**Source records:**
═══

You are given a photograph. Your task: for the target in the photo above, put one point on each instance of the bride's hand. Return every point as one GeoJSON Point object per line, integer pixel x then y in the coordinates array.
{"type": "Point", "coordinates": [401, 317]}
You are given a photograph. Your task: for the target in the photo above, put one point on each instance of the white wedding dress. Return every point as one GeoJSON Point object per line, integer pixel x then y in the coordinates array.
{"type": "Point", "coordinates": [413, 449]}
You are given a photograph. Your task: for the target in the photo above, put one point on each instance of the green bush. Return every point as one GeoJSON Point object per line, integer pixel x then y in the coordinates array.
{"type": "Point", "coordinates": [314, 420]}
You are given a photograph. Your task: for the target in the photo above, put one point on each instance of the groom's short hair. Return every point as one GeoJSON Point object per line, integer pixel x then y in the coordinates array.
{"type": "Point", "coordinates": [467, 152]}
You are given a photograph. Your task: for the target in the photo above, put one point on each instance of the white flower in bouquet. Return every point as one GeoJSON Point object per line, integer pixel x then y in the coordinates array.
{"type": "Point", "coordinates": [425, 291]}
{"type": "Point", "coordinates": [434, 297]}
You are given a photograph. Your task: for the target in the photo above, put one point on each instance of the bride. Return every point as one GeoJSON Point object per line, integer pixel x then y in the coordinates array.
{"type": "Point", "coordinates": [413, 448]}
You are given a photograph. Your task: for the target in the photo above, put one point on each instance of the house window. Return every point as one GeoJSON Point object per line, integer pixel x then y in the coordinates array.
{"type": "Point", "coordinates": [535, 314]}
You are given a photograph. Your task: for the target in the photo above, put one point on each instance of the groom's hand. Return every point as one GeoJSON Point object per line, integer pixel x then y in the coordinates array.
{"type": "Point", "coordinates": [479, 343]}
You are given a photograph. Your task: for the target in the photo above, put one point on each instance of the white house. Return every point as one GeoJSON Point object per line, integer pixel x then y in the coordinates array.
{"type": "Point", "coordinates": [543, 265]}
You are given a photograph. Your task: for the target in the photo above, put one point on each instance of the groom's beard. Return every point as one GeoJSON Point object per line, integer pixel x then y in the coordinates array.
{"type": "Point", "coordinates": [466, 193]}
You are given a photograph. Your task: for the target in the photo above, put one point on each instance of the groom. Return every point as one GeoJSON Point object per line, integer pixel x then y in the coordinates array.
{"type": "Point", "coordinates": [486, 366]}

═══

**Task brief:** Please copy out the records exactly as they appear.

**Your solution:**
You are given a photograph. Your task: for the target in the photo above, put one point on each instance of the bride's hand. Return every point as one GeoJSON Point object per line, integer pixel x then y in the coordinates array.
{"type": "Point", "coordinates": [401, 317]}
You are given a photograph. Your task: for the target in the photo above, put one point on each instance of the white wedding dress. Return every point as one GeoJSON Point object per line, integer pixel x then y in the coordinates array.
{"type": "Point", "coordinates": [413, 449]}
You are given a photograph. Your task: for the target in the photo above, put one point on each instance of the green bush. Return every point as one GeoJSON Point object per line, integer pixel x then y in the coordinates array.
{"type": "Point", "coordinates": [314, 420]}
You are given a photograph. Your task: for the target in the photo above, put one point on each instance of the groom's short hair. Return every point as one GeoJSON Point object per line, integer pixel x then y in the coordinates array.
{"type": "Point", "coordinates": [467, 152]}
You are given a photograph. Your task: for the target in the photo above, put one point on each instance of the white flower in bouquet. Return every point as one GeoJSON Point object per line, integer pixel x then y in the coordinates array.
{"type": "Point", "coordinates": [425, 291]}
{"type": "Point", "coordinates": [434, 297]}
You are given a photograph. Your task: for the target in the photo above, put one point on each instance of the bride. Return every point as one GeoJSON Point object per line, integer pixel x then y in the coordinates array.
{"type": "Point", "coordinates": [413, 448]}
You are given a photograph. Your task: for the target in the photo above, put one point on each instance of the house window. Return every point as one GeoJSON Point object per line, integer pixel x then y in the coordinates array.
{"type": "Point", "coordinates": [535, 314]}
You are given a photograph. Your task: for the target in the photo above, put one point on each instance of the groom's hand. Return every point as one GeoJSON Point object per line, integer pixel x then y in the coordinates array.
{"type": "Point", "coordinates": [479, 343]}
You are given a photograph. Your task: for the target in the photo above, put one point on each instance of the white house. Return every point as one GeoJSON Point object per line, integer pixel x then y in the coordinates array.
{"type": "Point", "coordinates": [543, 265]}
You are given a photograph. Your task: for the target in the photo above, put one point on each instance of the groom's beard. Return every point as one GeoJSON Point object per line, integer pixel x then y in the coordinates array.
{"type": "Point", "coordinates": [466, 193]}
You are given a photograph. Your task: for the target in the photo above, put one point on each instance of the groom. Return every point as one GeoJSON Point object per line, integer pixel x then y in the coordinates array.
{"type": "Point", "coordinates": [486, 366]}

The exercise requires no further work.